● **Exercise objective**: The answer must be a single number: how many lines of the records below hold the word "toilet".

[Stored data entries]
*****

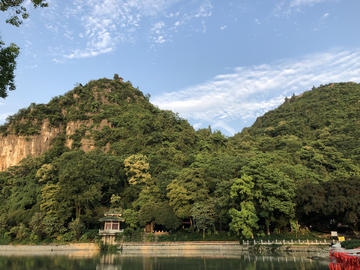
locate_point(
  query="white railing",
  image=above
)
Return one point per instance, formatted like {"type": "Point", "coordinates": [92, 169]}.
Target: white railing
{"type": "Point", "coordinates": [287, 242]}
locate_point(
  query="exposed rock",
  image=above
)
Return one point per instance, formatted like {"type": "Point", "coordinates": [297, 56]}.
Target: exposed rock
{"type": "Point", "coordinates": [14, 148]}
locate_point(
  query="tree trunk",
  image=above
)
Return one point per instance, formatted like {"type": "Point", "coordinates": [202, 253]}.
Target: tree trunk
{"type": "Point", "coordinates": [152, 225]}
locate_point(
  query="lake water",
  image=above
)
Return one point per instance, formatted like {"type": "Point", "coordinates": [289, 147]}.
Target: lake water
{"type": "Point", "coordinates": [120, 261]}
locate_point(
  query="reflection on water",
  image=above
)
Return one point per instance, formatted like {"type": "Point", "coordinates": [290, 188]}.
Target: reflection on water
{"type": "Point", "coordinates": [121, 261]}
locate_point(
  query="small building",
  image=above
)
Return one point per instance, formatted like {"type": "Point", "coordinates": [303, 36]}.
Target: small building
{"type": "Point", "coordinates": [112, 221]}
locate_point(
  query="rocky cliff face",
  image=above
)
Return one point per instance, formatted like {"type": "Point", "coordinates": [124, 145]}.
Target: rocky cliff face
{"type": "Point", "coordinates": [14, 148]}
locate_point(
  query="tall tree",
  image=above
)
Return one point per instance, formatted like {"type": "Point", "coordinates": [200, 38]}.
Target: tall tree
{"type": "Point", "coordinates": [9, 54]}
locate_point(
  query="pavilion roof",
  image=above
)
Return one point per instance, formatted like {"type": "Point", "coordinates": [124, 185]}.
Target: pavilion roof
{"type": "Point", "coordinates": [112, 218]}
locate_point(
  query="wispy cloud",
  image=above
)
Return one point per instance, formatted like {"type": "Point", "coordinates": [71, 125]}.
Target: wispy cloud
{"type": "Point", "coordinates": [106, 23]}
{"type": "Point", "coordinates": [286, 8]}
{"type": "Point", "coordinates": [161, 32]}
{"type": "Point", "coordinates": [249, 92]}
{"type": "Point", "coordinates": [3, 117]}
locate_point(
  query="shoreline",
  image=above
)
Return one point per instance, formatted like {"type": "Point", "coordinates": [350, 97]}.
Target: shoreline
{"type": "Point", "coordinates": [154, 247]}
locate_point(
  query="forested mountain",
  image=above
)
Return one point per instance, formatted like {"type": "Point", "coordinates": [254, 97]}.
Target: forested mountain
{"type": "Point", "coordinates": [299, 162]}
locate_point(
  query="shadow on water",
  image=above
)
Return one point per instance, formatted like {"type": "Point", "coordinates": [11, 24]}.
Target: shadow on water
{"type": "Point", "coordinates": [169, 260]}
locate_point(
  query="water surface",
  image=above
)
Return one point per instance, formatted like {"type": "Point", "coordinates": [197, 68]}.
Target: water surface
{"type": "Point", "coordinates": [175, 261]}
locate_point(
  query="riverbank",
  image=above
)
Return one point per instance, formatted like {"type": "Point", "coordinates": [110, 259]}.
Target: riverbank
{"type": "Point", "coordinates": [78, 249]}
{"type": "Point", "coordinates": [169, 248]}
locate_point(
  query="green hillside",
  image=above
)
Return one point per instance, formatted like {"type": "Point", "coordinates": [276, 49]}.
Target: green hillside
{"type": "Point", "coordinates": [297, 163]}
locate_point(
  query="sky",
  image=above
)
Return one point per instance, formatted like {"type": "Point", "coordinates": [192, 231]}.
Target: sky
{"type": "Point", "coordinates": [215, 62]}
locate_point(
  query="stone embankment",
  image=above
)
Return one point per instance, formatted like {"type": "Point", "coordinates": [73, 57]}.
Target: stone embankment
{"type": "Point", "coordinates": [82, 249]}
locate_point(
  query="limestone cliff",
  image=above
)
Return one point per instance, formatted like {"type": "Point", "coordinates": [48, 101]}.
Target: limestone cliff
{"type": "Point", "coordinates": [14, 148]}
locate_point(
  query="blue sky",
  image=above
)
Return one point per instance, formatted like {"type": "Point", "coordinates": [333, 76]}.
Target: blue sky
{"type": "Point", "coordinates": [220, 63]}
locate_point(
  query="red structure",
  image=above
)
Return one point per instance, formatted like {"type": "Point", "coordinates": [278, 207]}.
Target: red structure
{"type": "Point", "coordinates": [344, 261]}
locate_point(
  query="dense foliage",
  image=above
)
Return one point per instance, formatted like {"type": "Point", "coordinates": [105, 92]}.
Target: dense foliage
{"type": "Point", "coordinates": [298, 164]}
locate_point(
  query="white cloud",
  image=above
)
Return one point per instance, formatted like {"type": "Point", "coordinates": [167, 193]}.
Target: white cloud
{"type": "Point", "coordinates": [197, 125]}
{"type": "Point", "coordinates": [249, 92]}
{"type": "Point", "coordinates": [106, 23]}
{"type": "Point", "coordinates": [325, 16]}
{"type": "Point", "coordinates": [3, 117]}
{"type": "Point", "coordinates": [31, 67]}
{"type": "Point", "coordinates": [160, 33]}
{"type": "Point", "coordinates": [295, 3]}
{"type": "Point", "coordinates": [286, 8]}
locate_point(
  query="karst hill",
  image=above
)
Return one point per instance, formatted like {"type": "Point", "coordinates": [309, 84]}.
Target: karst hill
{"type": "Point", "coordinates": [105, 145]}
{"type": "Point", "coordinates": [107, 114]}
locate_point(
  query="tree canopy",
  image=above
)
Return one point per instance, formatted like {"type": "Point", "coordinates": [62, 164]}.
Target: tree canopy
{"type": "Point", "coordinates": [297, 165]}
{"type": "Point", "coordinates": [8, 54]}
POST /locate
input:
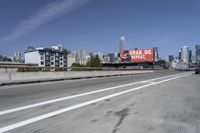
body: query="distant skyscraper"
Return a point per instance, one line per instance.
(197, 47)
(122, 43)
(185, 54)
(156, 56)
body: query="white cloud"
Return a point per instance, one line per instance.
(44, 15)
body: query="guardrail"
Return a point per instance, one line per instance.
(16, 68)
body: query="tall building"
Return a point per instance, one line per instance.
(18, 57)
(112, 57)
(71, 58)
(122, 43)
(47, 57)
(179, 54)
(171, 58)
(185, 54)
(156, 56)
(81, 57)
(190, 56)
(197, 48)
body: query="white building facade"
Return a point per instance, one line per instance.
(47, 57)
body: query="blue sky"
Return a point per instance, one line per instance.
(97, 25)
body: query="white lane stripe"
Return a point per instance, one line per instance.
(4, 112)
(48, 115)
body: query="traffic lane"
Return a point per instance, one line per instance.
(21, 115)
(25, 113)
(13, 96)
(169, 107)
(115, 101)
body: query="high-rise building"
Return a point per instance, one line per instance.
(185, 54)
(156, 56)
(171, 58)
(81, 57)
(197, 47)
(179, 54)
(122, 43)
(18, 57)
(190, 56)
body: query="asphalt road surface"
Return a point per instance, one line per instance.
(167, 102)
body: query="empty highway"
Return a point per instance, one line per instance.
(164, 102)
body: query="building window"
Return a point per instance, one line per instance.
(52, 58)
(47, 58)
(42, 57)
(57, 64)
(42, 62)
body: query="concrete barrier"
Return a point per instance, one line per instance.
(23, 77)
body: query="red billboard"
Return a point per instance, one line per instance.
(137, 55)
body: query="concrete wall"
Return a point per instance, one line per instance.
(39, 76)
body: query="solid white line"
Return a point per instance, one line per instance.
(48, 115)
(4, 112)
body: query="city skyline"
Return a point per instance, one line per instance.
(97, 25)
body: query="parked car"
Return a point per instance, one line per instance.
(197, 69)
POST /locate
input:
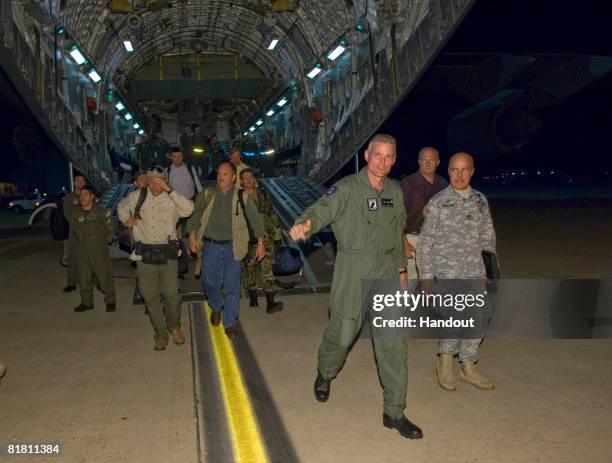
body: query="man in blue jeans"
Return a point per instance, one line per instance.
(220, 225)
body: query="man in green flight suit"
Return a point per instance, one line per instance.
(272, 233)
(70, 204)
(93, 227)
(367, 216)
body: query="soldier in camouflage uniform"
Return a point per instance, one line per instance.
(94, 228)
(457, 228)
(70, 204)
(273, 233)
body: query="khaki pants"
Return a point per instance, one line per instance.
(413, 272)
(156, 280)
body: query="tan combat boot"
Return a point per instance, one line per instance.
(444, 369)
(160, 344)
(469, 374)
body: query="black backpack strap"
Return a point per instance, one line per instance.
(140, 202)
(195, 185)
(243, 207)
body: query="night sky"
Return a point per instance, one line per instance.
(574, 135)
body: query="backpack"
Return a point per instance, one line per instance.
(287, 261)
(190, 170)
(124, 234)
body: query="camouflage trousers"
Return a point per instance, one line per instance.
(466, 348)
(251, 264)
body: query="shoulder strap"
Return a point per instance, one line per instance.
(190, 170)
(140, 202)
(243, 207)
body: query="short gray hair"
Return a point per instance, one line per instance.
(382, 138)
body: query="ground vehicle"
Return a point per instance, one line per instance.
(28, 203)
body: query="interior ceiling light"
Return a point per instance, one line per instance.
(93, 75)
(77, 56)
(333, 55)
(314, 72)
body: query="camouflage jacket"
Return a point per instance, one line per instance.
(455, 232)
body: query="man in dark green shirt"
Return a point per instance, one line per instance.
(219, 226)
(93, 227)
(367, 215)
(69, 205)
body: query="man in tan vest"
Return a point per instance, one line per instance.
(219, 225)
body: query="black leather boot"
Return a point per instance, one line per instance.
(273, 306)
(322, 388)
(403, 426)
(253, 298)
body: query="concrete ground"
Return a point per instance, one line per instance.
(92, 381)
(89, 381)
(553, 399)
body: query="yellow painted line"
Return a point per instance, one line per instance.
(244, 430)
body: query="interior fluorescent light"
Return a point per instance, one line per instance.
(94, 76)
(77, 56)
(314, 72)
(336, 52)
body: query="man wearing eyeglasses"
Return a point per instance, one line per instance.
(219, 228)
(154, 229)
(418, 189)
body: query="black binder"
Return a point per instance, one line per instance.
(491, 265)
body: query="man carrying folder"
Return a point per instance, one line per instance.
(457, 229)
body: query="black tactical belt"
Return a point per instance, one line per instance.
(217, 241)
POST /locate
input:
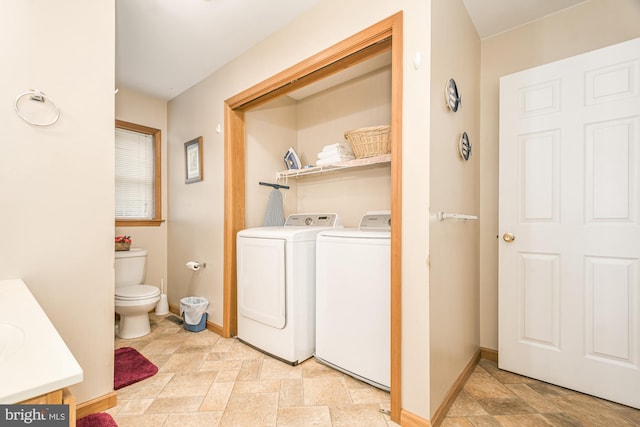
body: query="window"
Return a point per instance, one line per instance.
(137, 175)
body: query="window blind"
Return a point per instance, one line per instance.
(134, 175)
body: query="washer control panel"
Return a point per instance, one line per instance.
(376, 222)
(313, 220)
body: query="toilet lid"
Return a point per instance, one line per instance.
(136, 292)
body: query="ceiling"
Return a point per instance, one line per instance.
(163, 47)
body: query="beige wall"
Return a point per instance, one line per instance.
(454, 245)
(196, 211)
(588, 26)
(56, 182)
(322, 119)
(134, 107)
(308, 125)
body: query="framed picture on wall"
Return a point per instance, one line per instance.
(193, 160)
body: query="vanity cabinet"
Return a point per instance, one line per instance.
(57, 397)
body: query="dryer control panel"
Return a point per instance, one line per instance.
(376, 222)
(313, 220)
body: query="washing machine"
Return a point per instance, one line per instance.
(276, 273)
(353, 288)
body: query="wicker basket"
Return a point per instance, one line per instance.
(370, 141)
(123, 246)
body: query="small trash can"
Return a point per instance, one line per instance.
(194, 313)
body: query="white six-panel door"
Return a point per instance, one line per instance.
(569, 250)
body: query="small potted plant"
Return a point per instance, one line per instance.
(123, 243)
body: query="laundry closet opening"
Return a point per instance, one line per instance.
(352, 84)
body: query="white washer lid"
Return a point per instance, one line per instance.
(136, 292)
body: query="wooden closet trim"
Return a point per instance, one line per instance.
(384, 35)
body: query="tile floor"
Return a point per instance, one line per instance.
(207, 380)
(492, 397)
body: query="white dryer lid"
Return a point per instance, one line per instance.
(136, 292)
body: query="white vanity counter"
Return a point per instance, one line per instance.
(34, 359)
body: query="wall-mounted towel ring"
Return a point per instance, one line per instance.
(37, 96)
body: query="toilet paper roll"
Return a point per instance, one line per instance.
(193, 265)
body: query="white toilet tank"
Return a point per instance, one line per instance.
(130, 267)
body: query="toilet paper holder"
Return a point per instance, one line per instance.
(195, 265)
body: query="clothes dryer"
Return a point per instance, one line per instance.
(276, 269)
(353, 306)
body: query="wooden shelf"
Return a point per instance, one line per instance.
(349, 164)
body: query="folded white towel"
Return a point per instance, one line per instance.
(344, 145)
(333, 159)
(334, 152)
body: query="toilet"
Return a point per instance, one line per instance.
(133, 299)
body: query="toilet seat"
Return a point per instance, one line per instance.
(136, 292)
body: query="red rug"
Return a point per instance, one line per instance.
(101, 419)
(131, 367)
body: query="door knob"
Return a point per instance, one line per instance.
(508, 237)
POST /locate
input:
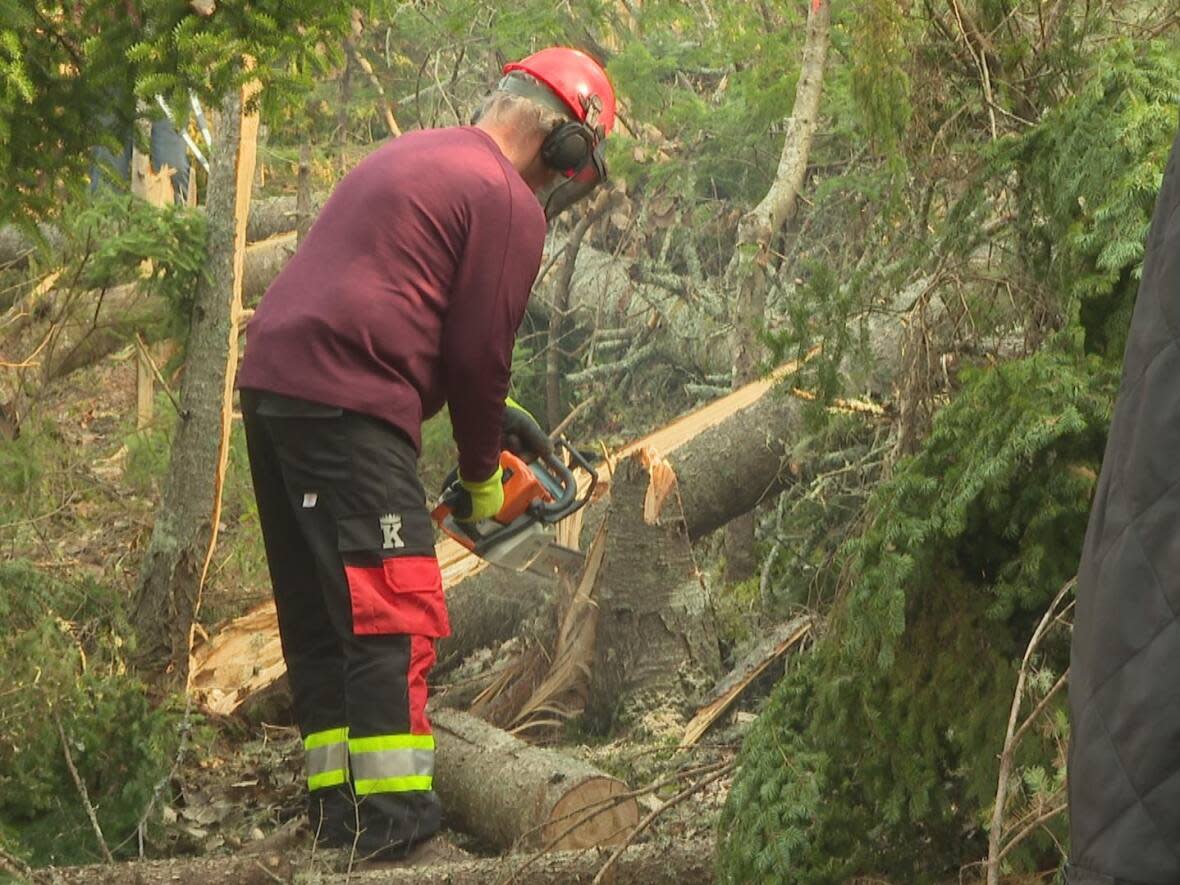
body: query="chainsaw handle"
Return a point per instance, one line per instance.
(568, 502)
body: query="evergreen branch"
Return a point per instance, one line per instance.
(995, 853)
(82, 790)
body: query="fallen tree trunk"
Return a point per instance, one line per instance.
(83, 327)
(269, 217)
(244, 657)
(680, 863)
(656, 637)
(728, 456)
(510, 793)
(184, 533)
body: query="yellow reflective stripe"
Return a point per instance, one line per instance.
(393, 785)
(321, 739)
(391, 741)
(327, 779)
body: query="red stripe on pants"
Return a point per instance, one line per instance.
(421, 660)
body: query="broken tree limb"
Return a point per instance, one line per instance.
(679, 863)
(89, 325)
(785, 637)
(727, 456)
(175, 565)
(510, 793)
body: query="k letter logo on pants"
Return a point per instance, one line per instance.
(391, 531)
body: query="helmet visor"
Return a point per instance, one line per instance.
(569, 189)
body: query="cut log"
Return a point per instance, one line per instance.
(655, 634)
(727, 456)
(244, 657)
(510, 793)
(680, 863)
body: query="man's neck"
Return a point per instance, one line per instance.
(524, 153)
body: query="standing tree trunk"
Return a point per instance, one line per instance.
(185, 529)
(748, 267)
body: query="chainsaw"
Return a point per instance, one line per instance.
(537, 496)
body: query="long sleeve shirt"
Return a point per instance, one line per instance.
(407, 292)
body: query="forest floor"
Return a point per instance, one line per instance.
(240, 782)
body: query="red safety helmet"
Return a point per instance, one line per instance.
(575, 149)
(577, 79)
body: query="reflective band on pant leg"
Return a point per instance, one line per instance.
(392, 762)
(327, 758)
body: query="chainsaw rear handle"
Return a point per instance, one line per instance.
(564, 504)
(568, 502)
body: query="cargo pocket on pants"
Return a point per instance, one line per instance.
(392, 594)
(402, 595)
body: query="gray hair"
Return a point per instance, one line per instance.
(519, 112)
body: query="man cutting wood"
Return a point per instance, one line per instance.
(406, 294)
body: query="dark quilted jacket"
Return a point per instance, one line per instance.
(1125, 674)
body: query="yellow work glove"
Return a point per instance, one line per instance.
(479, 500)
(522, 433)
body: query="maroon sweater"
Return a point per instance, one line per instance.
(407, 292)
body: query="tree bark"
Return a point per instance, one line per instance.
(655, 634)
(752, 254)
(679, 863)
(510, 793)
(727, 456)
(243, 659)
(174, 570)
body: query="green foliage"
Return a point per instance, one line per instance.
(878, 755)
(70, 73)
(118, 238)
(905, 700)
(61, 664)
(880, 83)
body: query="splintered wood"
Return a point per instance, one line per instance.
(218, 684)
(729, 689)
(661, 483)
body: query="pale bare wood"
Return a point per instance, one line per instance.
(661, 484)
(244, 163)
(795, 633)
(145, 393)
(222, 684)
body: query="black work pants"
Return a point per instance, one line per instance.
(359, 594)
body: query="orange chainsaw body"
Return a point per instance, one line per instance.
(520, 535)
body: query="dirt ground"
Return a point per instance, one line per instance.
(237, 790)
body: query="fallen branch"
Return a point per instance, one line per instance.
(82, 790)
(651, 815)
(995, 836)
(729, 688)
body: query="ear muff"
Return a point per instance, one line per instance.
(568, 148)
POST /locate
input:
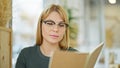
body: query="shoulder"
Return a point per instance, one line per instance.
(71, 49)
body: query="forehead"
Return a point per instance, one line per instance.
(55, 16)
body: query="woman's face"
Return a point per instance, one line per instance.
(53, 28)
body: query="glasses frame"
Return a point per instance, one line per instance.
(45, 22)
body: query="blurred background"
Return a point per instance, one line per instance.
(91, 22)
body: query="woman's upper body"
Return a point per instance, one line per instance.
(32, 57)
(52, 34)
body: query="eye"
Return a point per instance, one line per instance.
(62, 25)
(49, 22)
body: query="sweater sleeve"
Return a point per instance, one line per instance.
(21, 60)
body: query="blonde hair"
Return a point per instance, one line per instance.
(64, 43)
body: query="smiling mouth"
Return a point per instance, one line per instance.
(54, 36)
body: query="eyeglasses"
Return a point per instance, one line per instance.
(51, 23)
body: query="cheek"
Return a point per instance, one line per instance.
(44, 31)
(62, 34)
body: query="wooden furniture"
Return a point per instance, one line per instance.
(5, 48)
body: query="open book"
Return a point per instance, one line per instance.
(68, 59)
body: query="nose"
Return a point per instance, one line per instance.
(55, 28)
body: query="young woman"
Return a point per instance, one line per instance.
(52, 34)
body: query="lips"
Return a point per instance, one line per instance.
(54, 36)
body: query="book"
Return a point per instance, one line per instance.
(69, 59)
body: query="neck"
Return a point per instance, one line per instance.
(48, 49)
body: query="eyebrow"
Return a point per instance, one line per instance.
(52, 20)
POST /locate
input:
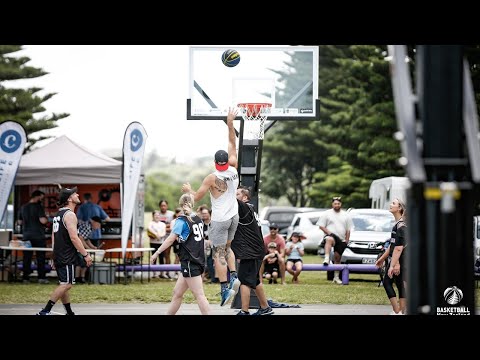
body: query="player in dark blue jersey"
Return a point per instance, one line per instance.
(188, 231)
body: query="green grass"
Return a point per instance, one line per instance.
(313, 289)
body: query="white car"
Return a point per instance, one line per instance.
(306, 223)
(371, 228)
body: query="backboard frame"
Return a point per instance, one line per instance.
(215, 111)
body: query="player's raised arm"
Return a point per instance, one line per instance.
(232, 147)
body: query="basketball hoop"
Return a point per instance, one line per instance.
(254, 115)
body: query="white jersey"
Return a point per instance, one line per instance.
(338, 223)
(225, 207)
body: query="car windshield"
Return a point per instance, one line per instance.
(372, 222)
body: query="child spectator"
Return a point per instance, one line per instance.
(294, 250)
(270, 262)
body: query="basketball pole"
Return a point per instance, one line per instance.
(445, 176)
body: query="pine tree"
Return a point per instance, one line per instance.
(22, 104)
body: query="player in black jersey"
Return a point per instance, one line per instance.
(248, 246)
(65, 243)
(188, 231)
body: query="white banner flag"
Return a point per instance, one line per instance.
(133, 149)
(12, 143)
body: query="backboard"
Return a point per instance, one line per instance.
(285, 76)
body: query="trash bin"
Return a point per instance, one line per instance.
(103, 273)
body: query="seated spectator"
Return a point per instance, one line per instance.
(85, 230)
(294, 250)
(270, 264)
(278, 239)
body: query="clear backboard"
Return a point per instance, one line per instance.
(285, 76)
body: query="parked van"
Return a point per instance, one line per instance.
(282, 215)
(384, 190)
(7, 222)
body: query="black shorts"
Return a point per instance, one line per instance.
(191, 269)
(339, 246)
(248, 272)
(294, 261)
(270, 268)
(81, 261)
(66, 274)
(176, 247)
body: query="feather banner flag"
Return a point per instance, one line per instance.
(12, 144)
(133, 150)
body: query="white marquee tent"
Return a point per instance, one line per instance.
(66, 162)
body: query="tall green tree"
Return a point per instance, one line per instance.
(22, 105)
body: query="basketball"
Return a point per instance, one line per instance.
(230, 58)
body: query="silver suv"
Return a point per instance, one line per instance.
(371, 227)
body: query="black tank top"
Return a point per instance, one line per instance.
(192, 249)
(64, 251)
(398, 239)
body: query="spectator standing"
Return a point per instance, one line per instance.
(295, 250)
(84, 232)
(278, 239)
(88, 210)
(66, 244)
(270, 264)
(336, 224)
(33, 219)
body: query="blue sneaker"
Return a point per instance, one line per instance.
(241, 312)
(227, 296)
(234, 284)
(43, 312)
(266, 311)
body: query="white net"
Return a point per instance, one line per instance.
(254, 116)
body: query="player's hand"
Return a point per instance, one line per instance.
(232, 113)
(153, 258)
(186, 188)
(89, 260)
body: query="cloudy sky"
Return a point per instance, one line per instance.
(105, 88)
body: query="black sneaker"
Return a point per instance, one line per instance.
(266, 311)
(241, 312)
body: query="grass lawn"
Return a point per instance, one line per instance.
(313, 289)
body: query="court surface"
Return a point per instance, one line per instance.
(192, 309)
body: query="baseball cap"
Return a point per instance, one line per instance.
(273, 226)
(65, 193)
(299, 234)
(221, 160)
(97, 219)
(37, 193)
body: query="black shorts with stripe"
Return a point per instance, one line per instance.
(66, 274)
(191, 269)
(248, 272)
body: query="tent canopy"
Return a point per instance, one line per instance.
(66, 162)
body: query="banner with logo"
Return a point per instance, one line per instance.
(12, 144)
(133, 150)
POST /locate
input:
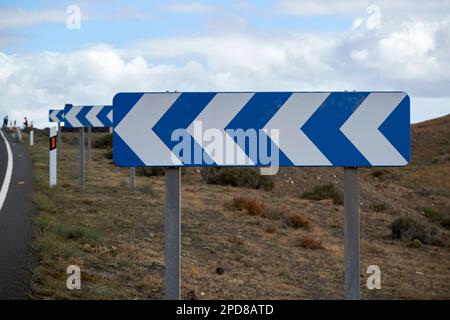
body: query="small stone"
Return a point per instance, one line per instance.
(191, 295)
(219, 270)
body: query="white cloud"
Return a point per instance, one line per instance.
(350, 8)
(189, 7)
(411, 55)
(13, 18)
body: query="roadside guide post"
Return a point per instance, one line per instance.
(297, 129)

*****

● **Exercise answer**: 6